What to work on: Return the lines of the data from the line containing "My project requires locating the dirt" to the line containing "0 315 1062 788", both included, as a JSON list of strings with one string per line and blank lines omitted.

Stored records:
-.-.-

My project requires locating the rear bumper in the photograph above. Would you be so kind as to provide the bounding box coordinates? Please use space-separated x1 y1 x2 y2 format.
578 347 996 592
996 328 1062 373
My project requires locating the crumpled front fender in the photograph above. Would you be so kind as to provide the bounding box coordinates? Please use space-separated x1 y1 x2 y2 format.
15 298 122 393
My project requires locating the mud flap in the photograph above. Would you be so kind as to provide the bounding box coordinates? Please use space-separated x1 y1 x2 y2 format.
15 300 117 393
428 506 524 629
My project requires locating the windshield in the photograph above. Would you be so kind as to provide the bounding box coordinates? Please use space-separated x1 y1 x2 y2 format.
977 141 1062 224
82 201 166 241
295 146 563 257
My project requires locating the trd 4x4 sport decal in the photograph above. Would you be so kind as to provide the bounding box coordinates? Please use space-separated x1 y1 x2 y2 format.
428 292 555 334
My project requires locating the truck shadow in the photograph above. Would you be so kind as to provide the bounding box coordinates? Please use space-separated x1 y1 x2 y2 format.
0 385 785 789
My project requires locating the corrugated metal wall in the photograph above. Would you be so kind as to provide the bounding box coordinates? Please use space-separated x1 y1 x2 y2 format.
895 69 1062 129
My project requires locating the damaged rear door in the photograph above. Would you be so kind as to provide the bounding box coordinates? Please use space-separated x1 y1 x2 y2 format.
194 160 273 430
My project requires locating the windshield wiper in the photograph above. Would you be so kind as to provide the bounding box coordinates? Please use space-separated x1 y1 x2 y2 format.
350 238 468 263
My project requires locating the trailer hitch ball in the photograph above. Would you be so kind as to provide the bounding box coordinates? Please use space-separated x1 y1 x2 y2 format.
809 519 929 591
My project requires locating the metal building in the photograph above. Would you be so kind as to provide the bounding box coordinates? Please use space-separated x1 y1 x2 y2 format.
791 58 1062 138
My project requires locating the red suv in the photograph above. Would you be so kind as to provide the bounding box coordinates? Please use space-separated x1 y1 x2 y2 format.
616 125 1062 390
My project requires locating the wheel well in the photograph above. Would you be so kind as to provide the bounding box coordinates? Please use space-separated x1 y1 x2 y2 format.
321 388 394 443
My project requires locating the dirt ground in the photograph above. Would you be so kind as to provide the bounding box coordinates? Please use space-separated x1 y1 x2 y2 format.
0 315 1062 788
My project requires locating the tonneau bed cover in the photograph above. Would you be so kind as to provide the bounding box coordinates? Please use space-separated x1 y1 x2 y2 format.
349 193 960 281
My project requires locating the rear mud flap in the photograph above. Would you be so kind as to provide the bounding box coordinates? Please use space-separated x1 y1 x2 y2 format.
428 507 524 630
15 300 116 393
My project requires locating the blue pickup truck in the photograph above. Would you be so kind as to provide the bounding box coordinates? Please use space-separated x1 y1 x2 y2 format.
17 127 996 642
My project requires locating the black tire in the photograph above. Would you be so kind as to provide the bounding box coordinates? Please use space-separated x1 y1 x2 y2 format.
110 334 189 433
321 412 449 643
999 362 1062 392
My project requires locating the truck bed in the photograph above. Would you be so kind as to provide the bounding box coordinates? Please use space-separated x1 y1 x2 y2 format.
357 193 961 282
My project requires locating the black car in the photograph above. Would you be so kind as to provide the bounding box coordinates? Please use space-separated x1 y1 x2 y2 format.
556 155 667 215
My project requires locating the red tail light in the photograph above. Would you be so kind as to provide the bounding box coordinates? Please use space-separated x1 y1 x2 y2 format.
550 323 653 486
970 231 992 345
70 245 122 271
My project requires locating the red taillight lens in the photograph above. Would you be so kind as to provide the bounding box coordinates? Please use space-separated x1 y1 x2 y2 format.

-.-.-

Solution to the exercise:
[
  "My project requires locating the dirt ground in the photograph above. Would you be so kind as to provide the bounding box coordinates? Please use space-separated x1 y1 x2 y2 format.",
  "0 315 1062 788"
]